WRITTEN PROBLEM
Look for "Return one point per instance of the player's leg, formatted" in the records below, then copy that line and every line after it, exactly and with nothing added.

MATERIAL FOR THIS EXERCISE
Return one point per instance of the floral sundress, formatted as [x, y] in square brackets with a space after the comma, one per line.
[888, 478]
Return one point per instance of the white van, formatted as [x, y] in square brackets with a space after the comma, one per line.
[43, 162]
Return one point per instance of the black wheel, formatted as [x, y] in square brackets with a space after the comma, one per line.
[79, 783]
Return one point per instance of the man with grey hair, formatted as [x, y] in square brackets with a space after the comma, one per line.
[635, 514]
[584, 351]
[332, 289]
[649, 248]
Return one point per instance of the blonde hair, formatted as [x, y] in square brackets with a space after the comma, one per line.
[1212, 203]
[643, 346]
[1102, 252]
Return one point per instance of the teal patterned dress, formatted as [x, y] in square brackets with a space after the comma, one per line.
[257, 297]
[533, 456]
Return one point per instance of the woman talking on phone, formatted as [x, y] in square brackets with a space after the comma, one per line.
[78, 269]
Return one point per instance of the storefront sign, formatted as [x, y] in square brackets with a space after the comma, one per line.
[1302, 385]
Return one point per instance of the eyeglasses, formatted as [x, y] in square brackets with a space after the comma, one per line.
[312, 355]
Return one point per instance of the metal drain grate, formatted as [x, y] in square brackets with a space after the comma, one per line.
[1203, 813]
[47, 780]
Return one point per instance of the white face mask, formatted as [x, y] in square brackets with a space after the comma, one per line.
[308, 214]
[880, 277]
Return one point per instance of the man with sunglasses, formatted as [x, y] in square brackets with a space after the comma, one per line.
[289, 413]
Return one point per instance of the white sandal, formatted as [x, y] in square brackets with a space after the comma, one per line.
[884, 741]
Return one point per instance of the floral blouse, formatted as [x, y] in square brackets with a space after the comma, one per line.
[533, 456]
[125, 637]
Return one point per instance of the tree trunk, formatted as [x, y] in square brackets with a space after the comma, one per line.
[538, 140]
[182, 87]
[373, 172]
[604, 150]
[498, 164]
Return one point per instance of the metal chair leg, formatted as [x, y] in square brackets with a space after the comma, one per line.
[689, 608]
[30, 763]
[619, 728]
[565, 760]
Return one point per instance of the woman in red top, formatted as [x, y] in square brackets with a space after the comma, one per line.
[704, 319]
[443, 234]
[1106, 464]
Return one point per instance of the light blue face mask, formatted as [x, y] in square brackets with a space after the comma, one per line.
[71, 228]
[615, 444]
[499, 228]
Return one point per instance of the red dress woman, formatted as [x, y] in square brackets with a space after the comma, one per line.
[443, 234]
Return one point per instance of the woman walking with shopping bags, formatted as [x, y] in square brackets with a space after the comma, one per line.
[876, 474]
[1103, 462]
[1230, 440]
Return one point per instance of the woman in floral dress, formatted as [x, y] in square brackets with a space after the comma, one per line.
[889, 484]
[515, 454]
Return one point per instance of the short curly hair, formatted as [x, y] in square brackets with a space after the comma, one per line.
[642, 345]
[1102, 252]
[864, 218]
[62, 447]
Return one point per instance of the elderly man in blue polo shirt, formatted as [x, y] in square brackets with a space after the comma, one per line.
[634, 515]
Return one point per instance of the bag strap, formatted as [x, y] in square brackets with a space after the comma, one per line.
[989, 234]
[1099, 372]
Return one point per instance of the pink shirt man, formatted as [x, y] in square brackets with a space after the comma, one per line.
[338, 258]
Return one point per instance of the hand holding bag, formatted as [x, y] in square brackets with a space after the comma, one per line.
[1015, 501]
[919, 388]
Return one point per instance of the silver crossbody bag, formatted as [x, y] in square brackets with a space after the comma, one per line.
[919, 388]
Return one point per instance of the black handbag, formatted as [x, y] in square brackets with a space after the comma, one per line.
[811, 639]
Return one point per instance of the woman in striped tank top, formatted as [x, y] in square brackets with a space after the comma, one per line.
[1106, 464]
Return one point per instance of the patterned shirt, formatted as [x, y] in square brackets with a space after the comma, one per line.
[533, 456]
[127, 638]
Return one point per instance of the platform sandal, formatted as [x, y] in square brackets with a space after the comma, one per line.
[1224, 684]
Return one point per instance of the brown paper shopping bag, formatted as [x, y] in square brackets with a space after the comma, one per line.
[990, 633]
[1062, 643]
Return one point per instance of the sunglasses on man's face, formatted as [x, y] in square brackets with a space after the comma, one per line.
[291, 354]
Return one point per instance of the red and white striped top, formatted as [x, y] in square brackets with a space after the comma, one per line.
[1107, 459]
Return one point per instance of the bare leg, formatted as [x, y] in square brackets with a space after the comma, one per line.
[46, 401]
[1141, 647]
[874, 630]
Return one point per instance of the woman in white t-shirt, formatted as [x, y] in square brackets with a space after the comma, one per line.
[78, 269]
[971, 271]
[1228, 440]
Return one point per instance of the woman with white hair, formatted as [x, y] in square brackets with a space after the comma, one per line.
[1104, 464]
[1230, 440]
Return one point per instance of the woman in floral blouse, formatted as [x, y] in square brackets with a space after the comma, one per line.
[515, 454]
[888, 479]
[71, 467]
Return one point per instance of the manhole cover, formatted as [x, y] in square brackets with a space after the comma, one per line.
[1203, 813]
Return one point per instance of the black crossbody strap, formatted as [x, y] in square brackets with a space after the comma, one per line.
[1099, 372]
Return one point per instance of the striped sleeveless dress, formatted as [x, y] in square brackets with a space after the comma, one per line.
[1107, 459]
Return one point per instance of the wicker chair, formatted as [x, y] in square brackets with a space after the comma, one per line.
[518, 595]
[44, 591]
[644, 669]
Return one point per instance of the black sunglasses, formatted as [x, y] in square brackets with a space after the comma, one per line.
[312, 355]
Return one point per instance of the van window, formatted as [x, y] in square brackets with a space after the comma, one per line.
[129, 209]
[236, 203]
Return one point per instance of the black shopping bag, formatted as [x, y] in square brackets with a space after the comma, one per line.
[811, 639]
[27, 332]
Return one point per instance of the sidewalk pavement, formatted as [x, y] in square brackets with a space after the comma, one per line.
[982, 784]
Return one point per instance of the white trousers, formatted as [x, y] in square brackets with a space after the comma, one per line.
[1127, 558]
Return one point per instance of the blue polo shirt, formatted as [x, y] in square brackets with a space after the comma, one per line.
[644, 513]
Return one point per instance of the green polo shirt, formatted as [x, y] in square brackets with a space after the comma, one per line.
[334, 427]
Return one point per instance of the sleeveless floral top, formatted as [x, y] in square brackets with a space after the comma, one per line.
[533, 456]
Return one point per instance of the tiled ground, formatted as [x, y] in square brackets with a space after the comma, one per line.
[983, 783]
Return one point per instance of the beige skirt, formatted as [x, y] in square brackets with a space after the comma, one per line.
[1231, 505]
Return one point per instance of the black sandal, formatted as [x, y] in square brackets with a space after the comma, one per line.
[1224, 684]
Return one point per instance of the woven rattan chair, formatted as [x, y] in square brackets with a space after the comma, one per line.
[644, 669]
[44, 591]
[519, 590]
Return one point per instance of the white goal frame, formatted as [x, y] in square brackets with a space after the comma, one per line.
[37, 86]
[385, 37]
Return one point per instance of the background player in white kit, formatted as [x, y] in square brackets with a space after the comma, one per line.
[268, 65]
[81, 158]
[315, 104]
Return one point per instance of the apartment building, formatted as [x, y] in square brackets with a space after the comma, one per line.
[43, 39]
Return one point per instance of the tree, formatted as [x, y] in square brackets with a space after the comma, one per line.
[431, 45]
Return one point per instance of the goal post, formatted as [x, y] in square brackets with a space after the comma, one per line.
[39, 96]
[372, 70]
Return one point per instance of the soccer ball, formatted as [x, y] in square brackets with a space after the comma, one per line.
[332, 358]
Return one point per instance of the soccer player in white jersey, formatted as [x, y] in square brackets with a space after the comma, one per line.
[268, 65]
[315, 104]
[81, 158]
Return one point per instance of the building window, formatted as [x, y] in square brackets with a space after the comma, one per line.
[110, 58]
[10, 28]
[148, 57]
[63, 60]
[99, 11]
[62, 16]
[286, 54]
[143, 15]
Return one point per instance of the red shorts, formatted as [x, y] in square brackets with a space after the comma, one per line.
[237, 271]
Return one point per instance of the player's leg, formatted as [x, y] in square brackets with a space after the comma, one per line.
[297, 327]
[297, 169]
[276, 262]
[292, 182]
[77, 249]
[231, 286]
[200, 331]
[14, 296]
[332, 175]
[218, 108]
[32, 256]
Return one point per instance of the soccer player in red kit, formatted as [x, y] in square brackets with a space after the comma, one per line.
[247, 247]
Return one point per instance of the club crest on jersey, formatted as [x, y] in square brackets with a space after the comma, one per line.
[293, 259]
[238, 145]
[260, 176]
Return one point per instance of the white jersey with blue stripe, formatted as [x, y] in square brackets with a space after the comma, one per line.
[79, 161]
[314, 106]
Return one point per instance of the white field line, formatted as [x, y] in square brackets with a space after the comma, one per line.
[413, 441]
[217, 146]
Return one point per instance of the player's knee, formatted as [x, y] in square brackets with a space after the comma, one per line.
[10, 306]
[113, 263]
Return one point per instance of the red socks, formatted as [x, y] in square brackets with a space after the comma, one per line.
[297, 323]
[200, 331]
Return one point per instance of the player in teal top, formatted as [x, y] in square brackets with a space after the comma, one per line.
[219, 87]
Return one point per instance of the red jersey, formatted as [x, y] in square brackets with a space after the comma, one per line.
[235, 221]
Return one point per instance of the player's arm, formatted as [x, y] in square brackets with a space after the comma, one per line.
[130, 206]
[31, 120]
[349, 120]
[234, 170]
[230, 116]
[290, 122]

SOLUTION TO THE PROBLEM
Return one point per instance of the player's leg, formatted as [x, y] in square brackets with a space after the comma, one per line.
[297, 327]
[297, 169]
[276, 262]
[292, 182]
[77, 249]
[231, 286]
[200, 331]
[14, 296]
[332, 175]
[218, 108]
[32, 256]
Return one point per instance of the soccer player in red kit, formatted as [x, y] in square brackets with a space after the comma, one per line.
[247, 247]
Return one point per instance of the club crest on jersey, formatted as [x, y] in square brackets with a space after the comma, one per line.
[293, 259]
[238, 145]
[260, 176]
Return one point per instance of the white jersey with blue stripe, formatted as [x, y] in square brackets with a space after the comma, one per line.
[79, 161]
[314, 106]
Return one point per instance of the white field line, formatted as [x, y] in square brackets with a space after the comma, one per line.
[413, 441]
[217, 146]
Return one point per instance of the player's knee, formatted as [x, y] in square brackets with a space after the comma, one per line.
[10, 306]
[113, 263]
Return one point per instance of the red socks, formatted as [x, y] in square brackets with a space after the comma, one per line.
[297, 323]
[200, 331]
Return one point per instance of the player in teal top, formatted as [x, y] in square brackets with a space after the comma, one per line.
[219, 87]
Return one point per instance of the red jersey, formatted as [x, y] in square brackets with a space after the comma, one per line.
[235, 221]
Return one point per instance of the player's arm, formatted as [x, y] in square brackets with a space after the comma, one per line.
[130, 206]
[31, 120]
[349, 120]
[234, 170]
[230, 116]
[290, 122]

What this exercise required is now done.